Suriya is among the highest paid actors in Tamil cinema. For 2012, 2013, 2015, 2016, 2017, 2018, and 2026, Suriya was included in the Forbes India Celebrity 100 list which is based on the earnings of Indian celebrities. His peak ranking on the list was at the 25th place, in the year 2017. Suriya stood at the 9th place in their list of the most influential stars on Instagram in South cinema for the year 2021. In 2022, Suriya became the first South Indian actor to be invited to join the Academy of Motion Picture Arts and Sciences. He was among 397 eminent film personalities invited to join the academy for the 95th Academy Awards.

A research study conducted in 2023 by Indian Institute of Human Brands (IIHB) stated that Suriya was the highest-ranked celebrity in South India. The study was based on several attributes covering image, personality and other human factors. Suriya is also known for his versatility, often considered as a successor to actor Kamal Haasan. In Rediff.coms "Top Tamil Actors" list, Suriya was placed 3rd in 2005, 1st in 2008, 2009 and 2010, and 5th in 2012. Suriya became the 5th and 4th most tweeted about South Indian actor in 2020 and 2021, respectively, following his performances in Soorarai Pottru and Jai Bhim. His performance in 24 is regarded as one of the "100 Greatest Performances of the Decade" by Film Companion.

### Data extracts:
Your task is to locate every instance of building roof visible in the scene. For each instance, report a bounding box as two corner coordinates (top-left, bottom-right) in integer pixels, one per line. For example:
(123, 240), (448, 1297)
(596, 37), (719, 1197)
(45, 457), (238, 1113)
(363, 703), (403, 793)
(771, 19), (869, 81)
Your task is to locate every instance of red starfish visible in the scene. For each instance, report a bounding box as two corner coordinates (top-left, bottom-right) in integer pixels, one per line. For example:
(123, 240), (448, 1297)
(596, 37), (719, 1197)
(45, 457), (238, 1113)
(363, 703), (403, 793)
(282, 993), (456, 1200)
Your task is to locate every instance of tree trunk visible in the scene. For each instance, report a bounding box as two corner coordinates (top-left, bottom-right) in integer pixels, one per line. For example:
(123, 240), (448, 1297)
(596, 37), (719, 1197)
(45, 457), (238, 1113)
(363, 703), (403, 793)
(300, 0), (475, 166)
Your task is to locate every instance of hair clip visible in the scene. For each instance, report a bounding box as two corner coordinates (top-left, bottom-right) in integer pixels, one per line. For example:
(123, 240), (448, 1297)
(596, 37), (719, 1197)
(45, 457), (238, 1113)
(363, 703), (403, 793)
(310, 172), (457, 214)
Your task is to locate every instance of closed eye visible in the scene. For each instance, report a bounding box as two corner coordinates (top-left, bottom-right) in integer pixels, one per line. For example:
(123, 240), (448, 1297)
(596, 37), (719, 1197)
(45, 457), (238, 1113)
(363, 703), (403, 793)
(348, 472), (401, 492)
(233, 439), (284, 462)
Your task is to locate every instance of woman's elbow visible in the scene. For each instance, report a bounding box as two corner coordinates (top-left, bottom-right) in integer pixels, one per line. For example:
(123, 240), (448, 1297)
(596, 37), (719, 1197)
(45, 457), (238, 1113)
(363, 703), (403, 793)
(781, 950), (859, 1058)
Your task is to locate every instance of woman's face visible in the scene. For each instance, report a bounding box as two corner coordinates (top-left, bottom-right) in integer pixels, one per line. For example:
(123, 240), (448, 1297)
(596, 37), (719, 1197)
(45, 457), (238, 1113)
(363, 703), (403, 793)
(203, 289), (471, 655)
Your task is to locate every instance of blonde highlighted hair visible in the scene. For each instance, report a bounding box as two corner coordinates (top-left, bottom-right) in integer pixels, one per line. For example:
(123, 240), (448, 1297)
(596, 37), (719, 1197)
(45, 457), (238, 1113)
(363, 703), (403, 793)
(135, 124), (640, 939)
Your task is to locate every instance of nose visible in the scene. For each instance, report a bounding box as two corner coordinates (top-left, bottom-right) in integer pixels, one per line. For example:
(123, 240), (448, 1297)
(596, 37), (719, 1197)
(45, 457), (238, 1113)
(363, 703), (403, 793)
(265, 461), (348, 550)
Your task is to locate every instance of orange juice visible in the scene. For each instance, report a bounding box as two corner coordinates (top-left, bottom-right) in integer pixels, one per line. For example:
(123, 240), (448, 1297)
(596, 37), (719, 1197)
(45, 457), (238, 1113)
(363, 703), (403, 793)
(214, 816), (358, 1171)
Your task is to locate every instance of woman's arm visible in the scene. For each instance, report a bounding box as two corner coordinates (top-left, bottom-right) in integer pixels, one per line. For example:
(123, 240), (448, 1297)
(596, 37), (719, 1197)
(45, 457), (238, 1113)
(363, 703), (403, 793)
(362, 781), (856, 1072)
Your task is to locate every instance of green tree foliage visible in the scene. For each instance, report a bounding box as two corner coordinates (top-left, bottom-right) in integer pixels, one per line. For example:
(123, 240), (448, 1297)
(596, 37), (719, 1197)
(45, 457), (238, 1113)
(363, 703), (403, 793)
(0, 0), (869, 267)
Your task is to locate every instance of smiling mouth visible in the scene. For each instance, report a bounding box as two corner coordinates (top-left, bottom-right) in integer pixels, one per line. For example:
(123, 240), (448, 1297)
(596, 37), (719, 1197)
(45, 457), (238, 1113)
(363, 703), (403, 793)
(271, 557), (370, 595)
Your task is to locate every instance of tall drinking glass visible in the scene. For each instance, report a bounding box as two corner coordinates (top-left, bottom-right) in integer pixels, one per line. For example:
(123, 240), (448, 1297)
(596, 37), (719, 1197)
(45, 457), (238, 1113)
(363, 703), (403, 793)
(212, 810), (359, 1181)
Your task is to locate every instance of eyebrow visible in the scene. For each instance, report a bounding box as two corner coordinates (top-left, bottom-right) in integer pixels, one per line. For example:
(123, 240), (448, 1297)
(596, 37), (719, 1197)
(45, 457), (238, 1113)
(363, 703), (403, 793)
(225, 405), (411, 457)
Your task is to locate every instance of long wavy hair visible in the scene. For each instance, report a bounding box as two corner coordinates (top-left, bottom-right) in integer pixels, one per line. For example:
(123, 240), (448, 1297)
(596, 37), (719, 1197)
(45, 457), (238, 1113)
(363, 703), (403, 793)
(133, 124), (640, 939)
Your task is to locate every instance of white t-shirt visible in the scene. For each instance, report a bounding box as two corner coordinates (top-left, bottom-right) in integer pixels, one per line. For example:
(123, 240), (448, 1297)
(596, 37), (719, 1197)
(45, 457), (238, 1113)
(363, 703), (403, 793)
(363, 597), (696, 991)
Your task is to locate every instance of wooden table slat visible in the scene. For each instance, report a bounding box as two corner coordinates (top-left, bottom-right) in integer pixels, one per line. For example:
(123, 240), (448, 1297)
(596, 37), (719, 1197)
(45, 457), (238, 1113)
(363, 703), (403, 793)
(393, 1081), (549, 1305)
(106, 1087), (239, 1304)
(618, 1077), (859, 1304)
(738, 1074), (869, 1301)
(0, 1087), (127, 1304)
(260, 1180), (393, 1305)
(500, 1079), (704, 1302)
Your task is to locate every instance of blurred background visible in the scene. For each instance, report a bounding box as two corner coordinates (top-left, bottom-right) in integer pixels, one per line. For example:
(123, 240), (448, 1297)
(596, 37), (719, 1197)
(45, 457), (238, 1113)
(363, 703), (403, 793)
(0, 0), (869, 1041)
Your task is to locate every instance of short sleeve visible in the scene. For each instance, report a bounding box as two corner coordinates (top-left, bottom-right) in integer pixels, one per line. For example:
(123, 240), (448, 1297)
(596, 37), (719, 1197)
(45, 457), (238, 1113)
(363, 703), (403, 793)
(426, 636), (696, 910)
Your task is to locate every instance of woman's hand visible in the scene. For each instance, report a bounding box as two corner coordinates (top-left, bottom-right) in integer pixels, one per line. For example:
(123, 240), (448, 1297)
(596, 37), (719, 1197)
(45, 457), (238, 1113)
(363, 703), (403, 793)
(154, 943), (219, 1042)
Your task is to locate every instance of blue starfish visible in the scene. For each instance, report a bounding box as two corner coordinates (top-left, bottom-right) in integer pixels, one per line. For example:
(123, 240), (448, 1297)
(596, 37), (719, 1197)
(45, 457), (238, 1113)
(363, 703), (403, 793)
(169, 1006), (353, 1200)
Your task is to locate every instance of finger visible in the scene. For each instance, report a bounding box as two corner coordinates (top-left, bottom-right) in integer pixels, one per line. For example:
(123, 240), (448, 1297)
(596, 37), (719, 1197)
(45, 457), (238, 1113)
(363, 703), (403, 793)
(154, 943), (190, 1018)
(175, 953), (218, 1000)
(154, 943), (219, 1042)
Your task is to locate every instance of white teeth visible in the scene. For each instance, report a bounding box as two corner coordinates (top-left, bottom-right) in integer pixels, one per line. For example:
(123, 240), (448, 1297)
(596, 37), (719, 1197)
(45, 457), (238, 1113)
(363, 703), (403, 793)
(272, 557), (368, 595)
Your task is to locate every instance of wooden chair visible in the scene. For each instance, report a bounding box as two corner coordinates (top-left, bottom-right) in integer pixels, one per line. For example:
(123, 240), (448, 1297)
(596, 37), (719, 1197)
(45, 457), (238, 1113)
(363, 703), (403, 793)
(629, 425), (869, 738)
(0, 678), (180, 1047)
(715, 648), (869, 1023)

### Description of the task:
In the text about Suriya, what was his highest ranking on the Forbes India Celebrity 100 list, and in which year? Rely only on the text about Suriya when answering.

### Response below:
25th place, in 2017.